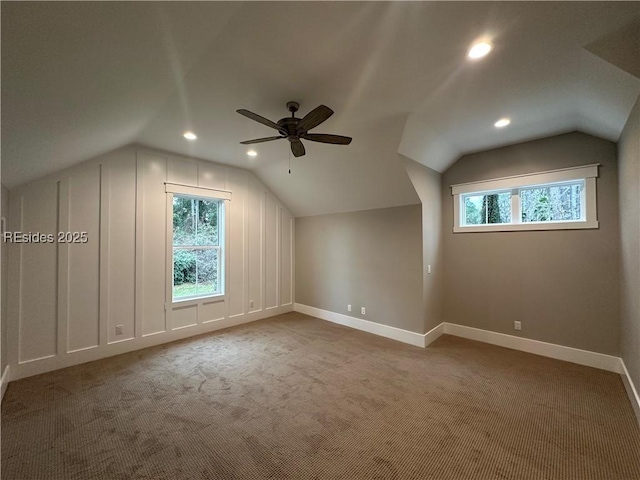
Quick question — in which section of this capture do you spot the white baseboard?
[620,359,640,425]
[0,365,9,402]
[294,303,424,347]
[444,323,622,373]
[294,303,637,378]
[11,304,293,381]
[424,322,444,347]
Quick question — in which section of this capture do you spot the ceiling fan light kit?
[236,102,351,157]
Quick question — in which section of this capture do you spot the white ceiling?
[2,2,640,216]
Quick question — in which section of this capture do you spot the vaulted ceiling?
[2,2,640,216]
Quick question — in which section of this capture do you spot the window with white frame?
[451,165,598,233]
[166,184,230,302]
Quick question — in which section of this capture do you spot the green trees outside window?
[173,195,223,300]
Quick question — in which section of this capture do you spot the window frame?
[165,182,231,307]
[451,164,600,233]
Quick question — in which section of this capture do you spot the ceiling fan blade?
[240,136,287,145]
[302,133,352,145]
[298,105,333,134]
[236,108,280,130]
[291,138,305,157]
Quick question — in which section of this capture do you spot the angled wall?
[7,147,294,379]
[442,132,620,356]
[618,97,640,394]
[296,205,423,333]
[399,155,444,332]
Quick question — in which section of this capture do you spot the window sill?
[169,294,225,308]
[453,220,599,233]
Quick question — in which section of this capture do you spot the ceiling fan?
[236,102,351,157]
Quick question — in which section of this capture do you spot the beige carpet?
[2,313,640,480]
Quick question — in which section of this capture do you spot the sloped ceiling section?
[2,2,640,216]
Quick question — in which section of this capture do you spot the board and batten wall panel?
[264,193,278,310]
[66,165,101,352]
[8,146,294,380]
[103,152,136,342]
[136,152,167,336]
[280,208,293,305]
[227,172,247,317]
[8,181,59,364]
[247,178,264,312]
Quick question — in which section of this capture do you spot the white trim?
[293,303,430,347]
[424,322,444,347]
[164,182,231,200]
[0,365,9,402]
[444,322,622,373]
[453,219,599,233]
[620,358,640,425]
[451,164,599,233]
[451,163,600,195]
[294,303,628,380]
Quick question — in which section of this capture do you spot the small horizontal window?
[452,165,598,233]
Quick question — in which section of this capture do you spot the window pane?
[173,195,197,245]
[196,200,220,245]
[173,248,197,298]
[520,182,582,222]
[196,249,220,295]
[463,192,511,225]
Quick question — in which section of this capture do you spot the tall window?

####

> Required work: Pick out and copy every line of the records that contains the word "wall", matching case exactly.

> In response:
Quick question — in which section of this capture do you spot the angled wall?
Quick question — in which section of this capture do you spot the board and batten wall panel?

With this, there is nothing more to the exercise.